== About this task ==
Please copy all of the records exactly, leaving nothing out.

== Data to process ==
......

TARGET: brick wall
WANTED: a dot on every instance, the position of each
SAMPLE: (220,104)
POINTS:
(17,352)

......

== Worked solution ==
TARGET: brick wall
WANTED: a dot on every instance, the position of each
SAMPLE: (220,104)
POINTS:
(17,352)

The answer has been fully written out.